● GIVEN TASK: Put everything in the rows below, from the line containing "Locate the tiled" down to the line containing "xmin=192 ymin=143 xmax=200 ymax=157", into a numbered list with blank lines left out. Include both of those lines and nothing outside that span.

● DATASET RECORDS:
· · ·

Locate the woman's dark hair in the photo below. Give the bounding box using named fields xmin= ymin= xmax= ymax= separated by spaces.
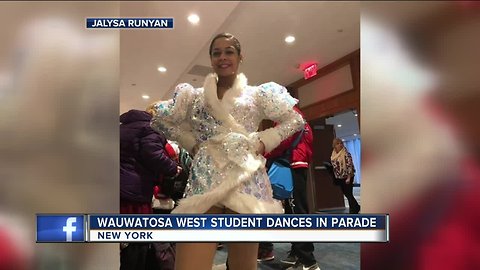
xmin=208 ymin=33 xmax=242 ymax=56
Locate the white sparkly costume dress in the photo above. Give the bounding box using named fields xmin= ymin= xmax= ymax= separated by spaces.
xmin=152 ymin=73 xmax=305 ymax=214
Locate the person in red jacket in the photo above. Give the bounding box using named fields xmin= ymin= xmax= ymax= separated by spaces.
xmin=258 ymin=107 xmax=320 ymax=270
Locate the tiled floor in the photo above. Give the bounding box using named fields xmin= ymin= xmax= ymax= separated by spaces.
xmin=212 ymin=187 xmax=360 ymax=270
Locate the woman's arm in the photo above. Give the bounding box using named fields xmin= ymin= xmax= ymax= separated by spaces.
xmin=252 ymin=82 xmax=305 ymax=152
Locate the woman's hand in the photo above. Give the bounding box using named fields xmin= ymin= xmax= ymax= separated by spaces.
xmin=192 ymin=143 xmax=200 ymax=157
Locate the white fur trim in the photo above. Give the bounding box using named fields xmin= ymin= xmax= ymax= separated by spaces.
xmin=220 ymin=192 xmax=284 ymax=214
xmin=258 ymin=127 xmax=282 ymax=153
xmin=172 ymin=167 xmax=253 ymax=214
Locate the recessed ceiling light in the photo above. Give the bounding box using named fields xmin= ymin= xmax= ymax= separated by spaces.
xmin=188 ymin=14 xmax=200 ymax=24
xmin=285 ymin=36 xmax=295 ymax=43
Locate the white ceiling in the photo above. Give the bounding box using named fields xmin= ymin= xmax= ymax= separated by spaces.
xmin=120 ymin=1 xmax=360 ymax=113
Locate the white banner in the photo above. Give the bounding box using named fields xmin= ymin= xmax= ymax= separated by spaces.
xmin=87 ymin=229 xmax=389 ymax=242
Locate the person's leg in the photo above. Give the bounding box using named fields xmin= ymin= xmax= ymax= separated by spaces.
xmin=175 ymin=206 xmax=224 ymax=270
xmin=120 ymin=243 xmax=148 ymax=270
xmin=342 ymin=180 xmax=360 ymax=214
xmin=225 ymin=208 xmax=258 ymax=270
xmin=257 ymin=242 xmax=275 ymax=262
xmin=286 ymin=168 xmax=316 ymax=266
xmin=228 ymin=243 xmax=258 ymax=270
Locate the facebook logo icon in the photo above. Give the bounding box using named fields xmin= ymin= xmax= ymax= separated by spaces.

· · ·

● COMPLETED EXERCISE:
1. Locate the tiled floor in the photo above. Give the bounding box using named fields xmin= ymin= xmax= ymax= separated by spaces.
2. xmin=212 ymin=187 xmax=360 ymax=270
3. Locate the woman's arm in the photo above. Give the bounding box using named fields xmin= ymin= xmax= ymax= separated by spaces.
4. xmin=252 ymin=82 xmax=305 ymax=152
5. Locate the woman's hand in the photo above. Give the bounding box using named fields xmin= ymin= xmax= ymax= separated by spaces.
6. xmin=192 ymin=143 xmax=200 ymax=157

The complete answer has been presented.